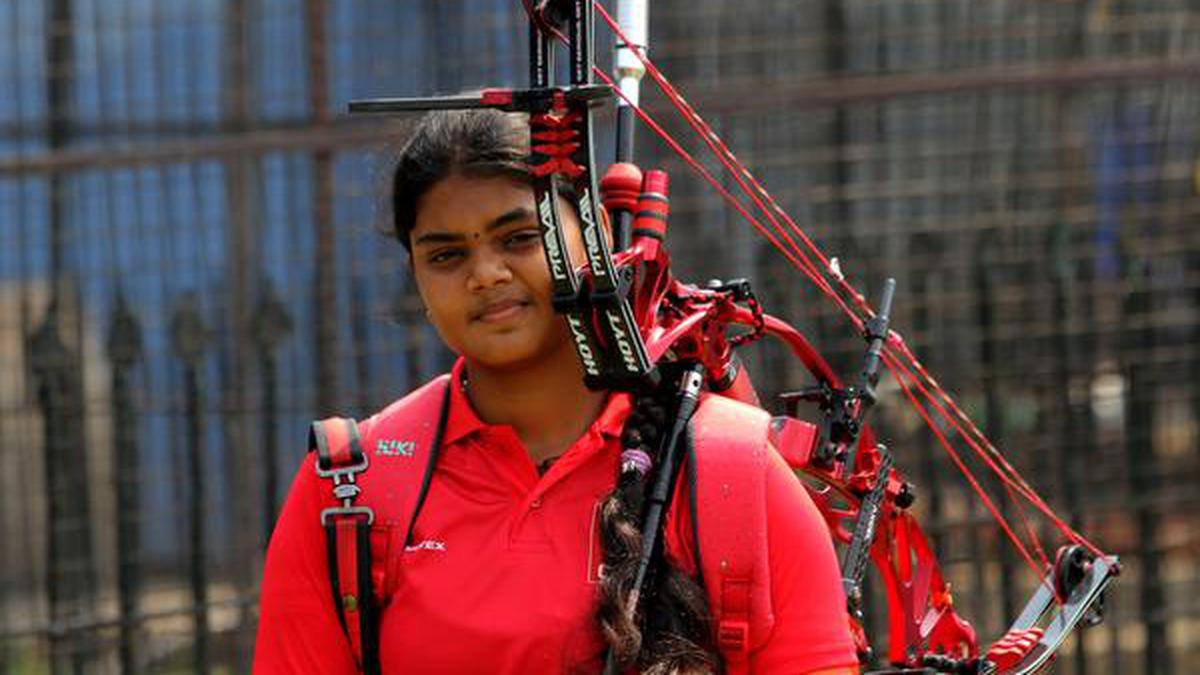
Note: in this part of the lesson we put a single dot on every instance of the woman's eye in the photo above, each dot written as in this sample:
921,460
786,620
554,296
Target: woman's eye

> _ABOUT THIS EXERCISE_
Across these entries, count each line where the string "woman" shows up. Give only the count.

> _ANSWER SECTION_
2